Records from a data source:

begin

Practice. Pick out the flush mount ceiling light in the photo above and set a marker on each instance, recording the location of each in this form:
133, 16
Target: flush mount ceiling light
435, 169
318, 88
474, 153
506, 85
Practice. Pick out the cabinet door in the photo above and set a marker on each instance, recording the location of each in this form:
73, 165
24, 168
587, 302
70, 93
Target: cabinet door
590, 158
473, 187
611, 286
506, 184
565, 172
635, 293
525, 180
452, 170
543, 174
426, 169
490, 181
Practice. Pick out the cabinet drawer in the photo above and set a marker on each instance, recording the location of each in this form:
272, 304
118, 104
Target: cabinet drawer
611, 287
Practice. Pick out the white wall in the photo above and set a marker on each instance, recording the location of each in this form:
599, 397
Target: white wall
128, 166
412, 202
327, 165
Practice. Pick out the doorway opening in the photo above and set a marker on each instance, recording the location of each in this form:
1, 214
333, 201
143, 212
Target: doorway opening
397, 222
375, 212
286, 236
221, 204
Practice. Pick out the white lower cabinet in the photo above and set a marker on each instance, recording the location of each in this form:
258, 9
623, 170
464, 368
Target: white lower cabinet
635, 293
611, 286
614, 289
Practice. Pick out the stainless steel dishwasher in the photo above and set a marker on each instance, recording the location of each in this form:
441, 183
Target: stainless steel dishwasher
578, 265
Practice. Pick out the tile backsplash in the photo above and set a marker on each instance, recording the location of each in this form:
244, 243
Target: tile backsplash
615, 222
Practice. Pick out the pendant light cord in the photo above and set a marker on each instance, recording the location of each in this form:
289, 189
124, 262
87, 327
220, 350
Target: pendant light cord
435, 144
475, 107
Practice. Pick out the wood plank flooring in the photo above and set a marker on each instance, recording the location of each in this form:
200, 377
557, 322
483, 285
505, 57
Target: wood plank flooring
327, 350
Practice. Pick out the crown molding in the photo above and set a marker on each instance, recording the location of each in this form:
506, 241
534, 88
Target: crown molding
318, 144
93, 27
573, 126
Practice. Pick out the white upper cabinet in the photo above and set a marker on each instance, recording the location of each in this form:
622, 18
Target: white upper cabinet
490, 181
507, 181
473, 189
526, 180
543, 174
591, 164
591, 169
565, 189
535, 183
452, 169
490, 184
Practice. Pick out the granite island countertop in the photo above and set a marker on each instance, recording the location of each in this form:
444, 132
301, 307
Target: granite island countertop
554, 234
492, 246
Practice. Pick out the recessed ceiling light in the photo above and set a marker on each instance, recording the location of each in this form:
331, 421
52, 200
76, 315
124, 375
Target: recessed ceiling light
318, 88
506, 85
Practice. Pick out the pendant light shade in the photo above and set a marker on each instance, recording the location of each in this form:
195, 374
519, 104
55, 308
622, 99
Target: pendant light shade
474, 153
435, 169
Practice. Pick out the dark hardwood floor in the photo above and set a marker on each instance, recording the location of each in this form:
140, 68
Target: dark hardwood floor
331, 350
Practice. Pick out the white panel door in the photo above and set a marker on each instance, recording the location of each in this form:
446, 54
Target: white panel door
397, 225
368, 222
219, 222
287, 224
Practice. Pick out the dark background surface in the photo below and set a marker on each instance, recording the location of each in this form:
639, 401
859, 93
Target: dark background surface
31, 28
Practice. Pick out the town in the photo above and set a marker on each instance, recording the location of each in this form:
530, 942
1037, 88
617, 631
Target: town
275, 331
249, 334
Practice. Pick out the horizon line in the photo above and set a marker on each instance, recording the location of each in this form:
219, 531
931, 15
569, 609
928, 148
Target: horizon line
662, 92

end

- [Work to complete]:
Restate the data above exactly, keeping each word as it stands.

- [Response for this exercise]:
Practice. Pick out the flush mount ceiling light in the photo above and set a marker on each instance, recording the location of each in this form:
133, 16
Target: flush mount ceiling light
435, 169
318, 88
474, 153
506, 85
Practice. Pick out the cabinet door in the photo above and set a marker on each instance, recording the location of each in this form:
73, 165
24, 168
587, 302
70, 93
Target: cabinet door
590, 158
473, 187
611, 286
506, 184
565, 172
635, 293
525, 180
452, 170
543, 174
426, 169
490, 181
Practice. Pick out the cabinet drawer in the photo above and set a marker on each instance, recording the location of each in this form:
272, 304
118, 104
Target: cabinet drawer
611, 287
Practice. Pick out the white wall in the photo above and set a marker on each instance, recording the location of each in this form:
599, 397
Target: white wall
128, 166
412, 202
327, 165
Practice. Pick out the doorway opening in the photo above and set a marker on each instance, recording the location of each in this form:
1, 214
333, 201
143, 212
Target: doorway opening
397, 222
375, 212
286, 236
221, 204
Practice. Pick out the white lower cabinet in the photo above and set a marker on each instance, recording the location of each in this form:
258, 9
623, 170
464, 368
Target: white lower cabinet
635, 293
611, 286
614, 289
Practice. Pick out the stainless steel dishwasher in the photo above and set a marker on each instance, recording the location of each in this form:
441, 183
Target: stainless steel dishwasher
578, 265
Practice. Pick out the tile backsplash in the photo above and set a marker on each instance, recording the location of each in this form:
244, 243
Target: tile backsplash
615, 222
Practice. Pick out the pendant light cord in the photo above and set a marker on each instance, recording the location of each in this form:
289, 189
124, 262
87, 327
220, 350
Target: pendant light cord
435, 144
475, 107
Practice. Pick out the wood plank flooring in the photo above and set a marker on each instance, recording the location of each in this form:
200, 377
557, 322
483, 285
505, 57
Target: wood plank flooring
327, 350
Practice. Pick out the crown molding in the photo above and set a marker on each instance, recording the location of each in this form:
506, 241
534, 88
Target: crown molding
318, 144
93, 27
573, 126
Practice. Pick out the white upper cabinet in the photo above and set a marker on each instance, recording the location of each in this form:
622, 18
Target: white upper cabinet
490, 181
507, 181
473, 189
526, 180
543, 174
591, 164
591, 169
565, 189
535, 183
452, 169
490, 184
Practice. Pick out the granite island countertop in the photo above and set a marker on each instance, recording the location of each in this form:
444, 132
301, 307
Target: granite island countertop
554, 234
492, 246
Practice. Pick out the recessed ceiling light in the photo above and set a marker on each instance, recording the location of each in this form:
331, 421
52, 200
76, 315
124, 375
Target: recessed ceiling light
318, 88
506, 85
Practice. Pick out the pendant light shade in the photo above and set a marker on each instance, recording the location of each in this form:
195, 374
519, 104
55, 308
622, 99
Target: pendant light shade
474, 153
435, 169
Practice. Pick out the dark hardwood floor in the photo above and set a marker on each instance, recording the location of each in this form:
140, 68
Target: dark hardwood floor
331, 350
Practice. Pick out the white panel door in the photo above and set a marker on each instance, recording the location of each in this form:
446, 54
Target: white panel door
397, 225
368, 222
219, 222
287, 224
Practice. Pick out the dark background surface in the photo below and set a marker on each instance, recording the location of each in this form:
639, 401
859, 93
Target: dark background surface
31, 28
Practice. Pick out the town in the photo above and set a marker on each instance, recording the location of each in this form:
530, 942
1037, 88
617, 631
Target: town
275, 331
249, 334
Practice. Pick out the horizon line in the photo above and set a marker on each instance, recording the location of each in this form:
219, 531
931, 15
569, 609
928, 148
Target: horizon line
662, 92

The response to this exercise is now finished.